**Task instructions:**
Exclude the pictures, then copy all remaining records exactly.

**A block of data:**
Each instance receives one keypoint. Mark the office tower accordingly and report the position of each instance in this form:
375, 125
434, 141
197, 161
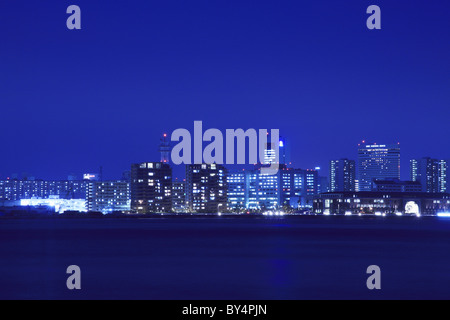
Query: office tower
395, 185
108, 196
431, 173
179, 196
206, 188
164, 149
14, 190
151, 188
236, 181
251, 189
377, 161
323, 184
285, 151
342, 175
268, 194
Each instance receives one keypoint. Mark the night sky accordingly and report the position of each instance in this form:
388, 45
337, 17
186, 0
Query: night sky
72, 100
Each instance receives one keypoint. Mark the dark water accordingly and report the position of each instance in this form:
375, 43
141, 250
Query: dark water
226, 258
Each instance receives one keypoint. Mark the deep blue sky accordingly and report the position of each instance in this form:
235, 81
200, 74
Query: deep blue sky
74, 100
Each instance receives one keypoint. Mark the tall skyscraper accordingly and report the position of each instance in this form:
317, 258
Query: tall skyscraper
108, 196
179, 196
206, 188
151, 187
342, 175
164, 149
236, 190
377, 161
431, 173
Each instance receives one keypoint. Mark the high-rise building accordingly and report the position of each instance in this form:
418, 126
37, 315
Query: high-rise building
108, 196
236, 183
431, 173
179, 196
377, 161
164, 149
14, 190
342, 175
395, 185
151, 188
206, 188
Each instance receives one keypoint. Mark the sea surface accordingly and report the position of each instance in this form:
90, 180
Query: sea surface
285, 258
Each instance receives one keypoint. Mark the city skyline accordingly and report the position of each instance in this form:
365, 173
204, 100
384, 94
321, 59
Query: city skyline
405, 171
96, 96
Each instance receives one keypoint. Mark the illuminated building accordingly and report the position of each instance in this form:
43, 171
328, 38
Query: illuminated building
108, 196
431, 173
179, 196
236, 182
151, 188
206, 188
395, 185
377, 161
342, 175
56, 204
382, 203
14, 190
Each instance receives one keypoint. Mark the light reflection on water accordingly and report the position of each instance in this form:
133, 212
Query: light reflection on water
225, 258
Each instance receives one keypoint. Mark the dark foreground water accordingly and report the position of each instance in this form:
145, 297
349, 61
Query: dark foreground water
226, 258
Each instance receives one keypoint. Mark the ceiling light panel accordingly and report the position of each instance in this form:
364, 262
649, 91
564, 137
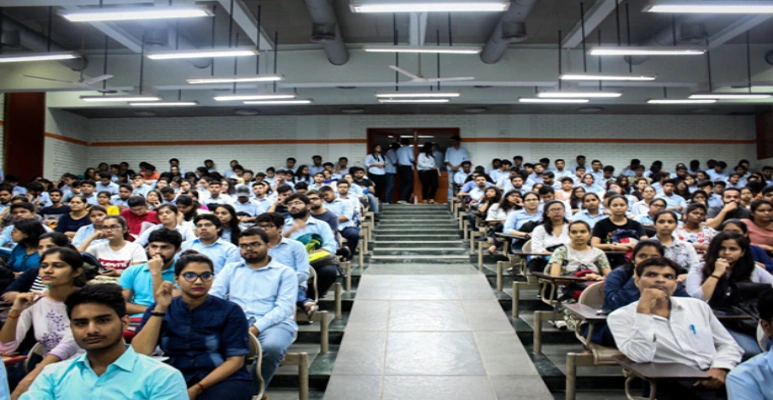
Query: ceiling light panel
136, 13
396, 6
646, 51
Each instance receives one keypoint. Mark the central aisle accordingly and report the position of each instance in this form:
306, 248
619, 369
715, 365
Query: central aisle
429, 331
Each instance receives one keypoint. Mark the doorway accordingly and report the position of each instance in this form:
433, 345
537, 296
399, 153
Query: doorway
417, 137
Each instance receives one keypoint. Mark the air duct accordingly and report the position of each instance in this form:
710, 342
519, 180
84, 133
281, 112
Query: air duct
31, 40
326, 30
511, 28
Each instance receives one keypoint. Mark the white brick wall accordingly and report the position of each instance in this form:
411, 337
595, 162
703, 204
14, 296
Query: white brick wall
69, 157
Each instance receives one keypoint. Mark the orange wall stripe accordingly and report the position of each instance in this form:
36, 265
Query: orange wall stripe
66, 139
230, 142
604, 141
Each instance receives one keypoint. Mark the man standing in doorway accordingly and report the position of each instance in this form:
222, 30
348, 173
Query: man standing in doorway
455, 155
405, 162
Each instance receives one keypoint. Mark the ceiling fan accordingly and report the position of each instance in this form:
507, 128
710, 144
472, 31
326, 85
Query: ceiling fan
419, 78
83, 82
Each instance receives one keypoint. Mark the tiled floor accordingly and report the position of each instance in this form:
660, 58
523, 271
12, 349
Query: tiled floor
431, 337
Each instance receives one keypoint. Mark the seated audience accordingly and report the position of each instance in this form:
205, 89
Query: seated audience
116, 254
727, 262
267, 291
752, 379
660, 328
209, 242
61, 269
760, 224
138, 280
108, 369
205, 337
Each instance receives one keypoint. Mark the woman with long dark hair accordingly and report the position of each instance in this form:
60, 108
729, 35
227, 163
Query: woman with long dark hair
428, 174
375, 163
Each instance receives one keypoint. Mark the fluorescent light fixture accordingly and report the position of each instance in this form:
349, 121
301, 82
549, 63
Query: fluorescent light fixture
401, 95
711, 7
605, 77
414, 100
166, 104
394, 6
27, 57
201, 53
554, 101
574, 95
647, 51
731, 96
131, 98
249, 97
280, 102
424, 49
136, 13
236, 79
679, 101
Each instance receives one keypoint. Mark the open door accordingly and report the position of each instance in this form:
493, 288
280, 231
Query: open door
418, 137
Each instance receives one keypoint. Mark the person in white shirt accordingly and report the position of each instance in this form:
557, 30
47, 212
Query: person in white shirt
428, 174
660, 328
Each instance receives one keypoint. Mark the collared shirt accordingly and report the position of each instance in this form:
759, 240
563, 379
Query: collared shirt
314, 226
293, 254
751, 380
342, 209
584, 215
221, 252
515, 220
198, 341
457, 156
138, 279
692, 335
132, 376
266, 295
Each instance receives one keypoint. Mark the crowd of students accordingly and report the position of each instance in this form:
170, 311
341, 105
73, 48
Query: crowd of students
192, 263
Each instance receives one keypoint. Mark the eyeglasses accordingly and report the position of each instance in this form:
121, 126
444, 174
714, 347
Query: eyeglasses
253, 245
191, 277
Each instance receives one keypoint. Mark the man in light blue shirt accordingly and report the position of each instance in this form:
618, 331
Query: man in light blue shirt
221, 252
267, 291
753, 380
108, 370
316, 236
455, 155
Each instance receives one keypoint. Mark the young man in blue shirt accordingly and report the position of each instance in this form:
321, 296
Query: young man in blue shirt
137, 280
752, 379
267, 291
108, 369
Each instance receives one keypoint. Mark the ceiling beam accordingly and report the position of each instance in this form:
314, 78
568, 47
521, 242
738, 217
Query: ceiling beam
736, 28
593, 18
249, 24
417, 32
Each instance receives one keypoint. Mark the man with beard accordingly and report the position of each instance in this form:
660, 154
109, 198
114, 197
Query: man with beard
660, 328
108, 369
316, 236
137, 280
267, 291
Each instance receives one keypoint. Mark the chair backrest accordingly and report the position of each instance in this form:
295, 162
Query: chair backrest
593, 295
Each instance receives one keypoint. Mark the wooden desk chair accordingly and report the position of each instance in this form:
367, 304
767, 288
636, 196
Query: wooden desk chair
321, 316
592, 299
655, 372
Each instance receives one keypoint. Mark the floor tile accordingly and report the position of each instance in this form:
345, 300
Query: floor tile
368, 315
437, 388
432, 353
364, 387
427, 316
361, 353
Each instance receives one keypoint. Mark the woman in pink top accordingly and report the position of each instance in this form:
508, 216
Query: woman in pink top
761, 224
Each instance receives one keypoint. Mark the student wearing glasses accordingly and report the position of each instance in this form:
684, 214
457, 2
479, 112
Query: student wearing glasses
205, 337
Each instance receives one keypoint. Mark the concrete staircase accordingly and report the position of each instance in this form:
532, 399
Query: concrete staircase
417, 234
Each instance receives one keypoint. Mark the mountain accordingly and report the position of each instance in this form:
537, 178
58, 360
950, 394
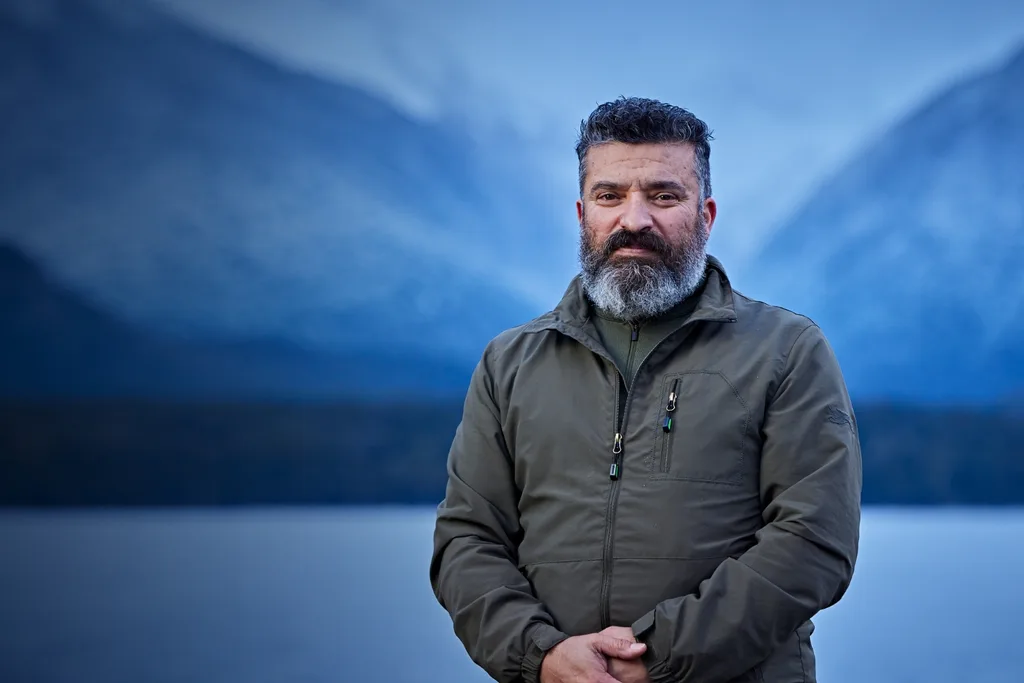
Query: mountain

**Task solution:**
Each instance receives one keypoint. Mark the office tower accordingly and report the position of each instance in this form:
375, 125
434, 141
197, 161
Query: office tower
395, 185
108, 196
431, 173
179, 196
206, 188
164, 149
14, 190
151, 188
236, 181
251, 189
377, 161
323, 184
285, 151
342, 175
268, 194
Each instance receives one keypoint. Mark the night sky accordingly and report the position of each instance in this form:
388, 45
337, 17
186, 0
Query: night sky
72, 100
Each instance receives one keypoint. Mark the dark water accordingly and report the position of each instance in this form:
375, 43
141, 250
Query: dark water
226, 258
Each instance receives one keypoint. Mark the deep blue sky accordingly and report the position of each instance in this form:
235, 81
200, 74
Query: deep blue sky
74, 100
Each instance receives one keypoint. Mark the tall skyscraper accordingly and report the position of each instance in this form:
317, 258
Query: tall skyscraper
108, 196
179, 196
206, 188
151, 187
342, 175
164, 149
236, 190
377, 161
431, 173
Each instance receives one keypoint. Mark the high-rise building accordingly and report the position of each instance in this form:
418, 126
37, 315
Query: high-rise building
108, 196
236, 183
431, 173
179, 196
377, 161
164, 149
14, 190
342, 175
395, 185
151, 188
206, 188
Each instance receives one keypoint. Mark the sea surface accordingly and report the position of each instance in this form:
90, 180
Query: sea surface
285, 258
Each instance receives one keypoint. Mark the city skyline accordingly and report the position of each instance in this form:
365, 173
204, 100
384, 94
321, 59
Query: city skyline
405, 171
96, 96
Each instance receives one keypoint. Mark the illuminated building accordingly and report the position of each instance in this form:
43, 171
328, 38
Query: illuminated building
108, 196
431, 173
179, 196
236, 182
151, 188
206, 188
395, 185
377, 161
342, 175
56, 204
382, 203
14, 190
Each instance receives one keypoint. Mark the light reflection on water accordingly and report the position of each instance in this form:
133, 212
Query: light reflection on water
225, 258
Each instance receives one keypoint. Mark the dark foreground water accordingly and report the position of each instance in this form:
145, 297
349, 61
Query: dark foreground water
226, 258
Each instance receives one keypoint. Mark the ceiling light panel accordingly and report the position of each instance in this form:
364, 262
649, 91
564, 137
Query: ceiling light panel
136, 13
396, 6
646, 51
Each instance receives one keypoint. Mark the central aisle accordingly and report the position of each instance in this form:
306, 248
619, 369
715, 365
Query: central aisle
429, 331
Each instance receives one keypoint. Mark the doorway accordingly and report the position of each instance in this form:
433, 345
537, 296
399, 153
Query: doorway
417, 137
Each instance receives one keypoint. Mark the air duct accordingly and report the position of each instance in this form:
710, 342
519, 180
84, 133
281, 112
Query: air duct
31, 40
326, 30
511, 28
Each instance receives one keypoint. Mark the white brick wall accordingly and report the position of each instance in this form:
411, 337
595, 162
703, 204
14, 296
Query: white brick wall
69, 157
Each instance receives one keypoint. Mark the orange wall stripe accordingly and report the position of each instance in this form:
36, 265
Query: orange wall stripe
66, 139
230, 142
604, 141
Each instance receives one keypoint. Mark the man standing in doorway accordingly and report the position of each instance in this form:
222, 30
348, 173
Query: man standing in doorway
455, 155
405, 162
Each instance receives one keypoint. Mark the ceiling fan accordingly and report the position of each instance in this form:
507, 128
710, 144
472, 31
326, 85
Query: ceiling fan
419, 78
83, 82
Each instance receives one keypoint. Mark the tiled floor accordingly and report the position of each instance in this form:
660, 58
523, 271
12, 349
Query: tiled floor
431, 337
Each instance receives one keypoint. Mark the seated audience accordingly and report the position of each instance in this form:
205, 89
Query: seated audience
116, 254
727, 262
267, 291
752, 379
660, 328
209, 242
61, 269
760, 224
138, 280
108, 369
205, 337
Each instance receives one keypoint. Mark the woman with long dark hair accordingly and report the position of each instance in this form:
60, 108
729, 35
227, 163
Query: woman with long dark hair
428, 174
375, 163
Each instance receives one keypoint. Mark the fluorescent light fixture accordingly and report the position of each instance in this form:
349, 121
301, 82
549, 63
Query: fluorescent light fixture
401, 95
711, 7
605, 77
414, 100
166, 104
394, 6
27, 57
201, 53
554, 101
574, 95
647, 51
731, 96
131, 98
249, 97
280, 102
424, 49
136, 13
236, 79
679, 101
Each instance receives one keypoint. Mark the open door accordingly and report the position of each instance in this form:
493, 288
280, 231
Query: open door
418, 137
Each instance receives one keypoint. Mark the person in white shirt accordingly and report the position of each instance in this form:
557, 30
47, 212
Query: person in white shirt
428, 174
660, 328
Each instance receives one keypoint. Mark the collared shirt accordingly and report the position of each instance in this form:
759, 240
563, 379
Query: collared shirt
314, 226
293, 254
751, 380
342, 209
584, 215
221, 252
515, 220
198, 341
457, 156
138, 279
692, 335
132, 376
266, 295
Each instance receives one keypoint. Mark the crowd of students accordingly and report the position of each instance in this form:
170, 311
341, 105
73, 48
Query: crowd of students
192, 263
Each instance receives one keypoint. Mark the eyeglasses accordingly and report the position of each instance in this form:
121, 126
444, 174
714, 347
Query: eyeglasses
253, 245
191, 277
Each instance receives one keypoint. Mark the man in light blue shirt accordingly and report the position of each instance in this form:
618, 331
Query: man in light blue shirt
221, 252
267, 291
753, 380
108, 370
316, 236
455, 155
Each instance receives one keypoint. Mark the young man in blue shirt accordingly and report the position of each instance in this form:
321, 296
Query: young man in blue shirt
137, 280
752, 379
267, 291
108, 369
Each instance receives one keypoint. Mark the ceiling beam accordingly and report the position of each instance in this form:
314, 78
568, 47
521, 242
738, 217
Query: ceiling beam
736, 28
593, 18
249, 24
417, 32
Each instance receives one keypoint. Mark the man with beard accordingly and report the position of each instance in this form:
660, 154
109, 198
114, 197
Query: man with beard
660, 328
108, 369
316, 236
137, 280
267, 291
Each instance receives one keypoint. Mark the chair backrest accordingly and report the position of each instance in this form:
295, 162
Query: chair backrest
593, 295
Each instance receives one keypoint. Mark the wooden desk chair accordingly and report the position of each instance in this form:
367, 304
767, 288
636, 196
Query: wooden desk chair
321, 316
592, 299
655, 372
Each instance receives one keypoint. Mark the floor tile accordingly and report the position of each instance in this form:
345, 300
Query: floor tile
368, 315
437, 388
432, 353
364, 387
427, 316
361, 353
Each instance receives one keypoint. Mark the woman in pink top accordingly and report the position of each instance in this form:
508, 216
Query: woman in pink top
761, 224
Each instance receives one keypoint. Mark the student wearing glasses accordingly and report the position of each instance in this form:
684, 214
457, 2
479, 112
Query: student wearing glasses
205, 337
Each instance receives one keypoint. Mark the concrete staircase accordingly and report the position of each instance in this form:
532, 399
Query: concrete staircase
417, 234
Each instance receives one keypoint. Mark the mountain accordingly and report the position of each instance in this form:
537, 178
58, 360
950, 394
Query: mountain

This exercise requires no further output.